> **Tasks to perform**:
**a.** According to the biographical sketch of Esom Gatliff Farris, why did Farris move to Indiana after his Civil War service?
**b.** Summarize the biographical sketch of Esom Gatliff Farris in two sentences.
**c.** In the biographical sketch of Esom Gatliff Farris, which unit did Farris enlist in during the Civil War?

> **Selected excerpt**:
*-*-*

Portrait from the Kansas Legislative Directory of 1903.
The vast annals of the Kansas state legislature yield another oddly named representative in Esom Gatliff Farris, a two-term legislator from Sumner County. A native of Barbersville, Kentucky, Farris was born there on January 14, 1844, being the son of Cornelius and Nancy (Witt) Farris. Esom's youth was spent on his family's farm and at the dawn of the Civil War sided with the Union, enlisting in Co. F. of the 32nd Kentucky Infantry. Following his service, Farris removed to Indiana to reside with his brother James and soon decided to pursue a career in medicine.
Farris would enroll at the Central Normal College at Danville, Illinois, and furthered his studies at the Central College of Physicians and Surgeons in Indianapolis. In the early 1880s, Farris would graduate from Rush Medical College and in 1885 married in Greencastle to Sadie Bondurant (1850-1895). The couple would remain childless. Shortly after their marriage Farris and his wife left Indiana for Sumner County, Kansas, and after settling in the town of Conway Springs Farris established his medical practice.

*-*-*

> **Entries supplied**:
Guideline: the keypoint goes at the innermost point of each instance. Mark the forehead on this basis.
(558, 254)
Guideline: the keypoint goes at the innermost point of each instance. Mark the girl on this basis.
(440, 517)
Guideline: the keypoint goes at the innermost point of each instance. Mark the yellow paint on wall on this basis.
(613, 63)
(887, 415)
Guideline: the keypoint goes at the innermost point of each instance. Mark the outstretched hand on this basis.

*-*-*

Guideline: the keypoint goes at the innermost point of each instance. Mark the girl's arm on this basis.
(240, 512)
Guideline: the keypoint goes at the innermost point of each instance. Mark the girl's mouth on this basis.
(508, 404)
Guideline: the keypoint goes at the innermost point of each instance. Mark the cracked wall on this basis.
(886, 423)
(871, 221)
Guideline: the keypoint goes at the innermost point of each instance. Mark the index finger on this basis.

*-*-*

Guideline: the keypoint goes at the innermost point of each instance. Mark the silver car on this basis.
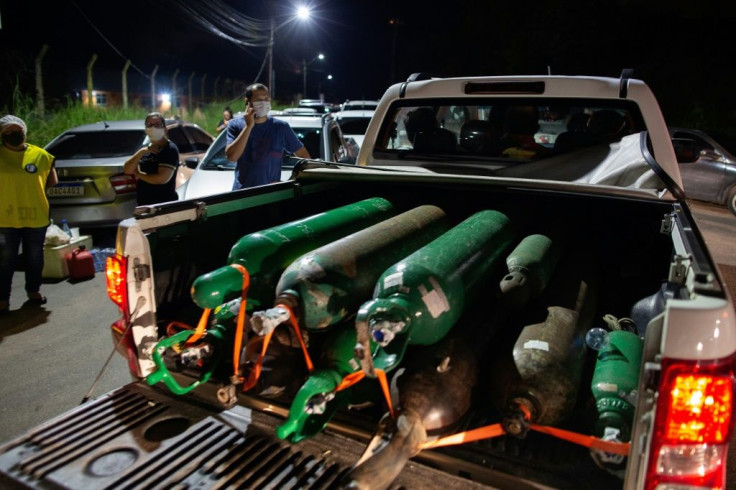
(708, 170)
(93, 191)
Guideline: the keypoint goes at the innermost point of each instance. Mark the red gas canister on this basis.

*-*-*

> **Solutions to the tasks**:
**a.** He moved to Indiana to live with his brother James.

**b.** Esom Gatliff Farris, a two-term Kansas legislator from Sumner County, was born in Barbersville, Kentucky, in 1844, grew up on his family's farm, and served the Union in the 32nd Kentucky Infantry during the Civil War. He then moved to Indiana, studied medicine at several schools before graduating from Rush Medical College, married Sadie Bondurant in 1885, and set up a medical practice in Conway Springs, Kansas.

**c.** Co. F of the 32nd Kentucky Infantry.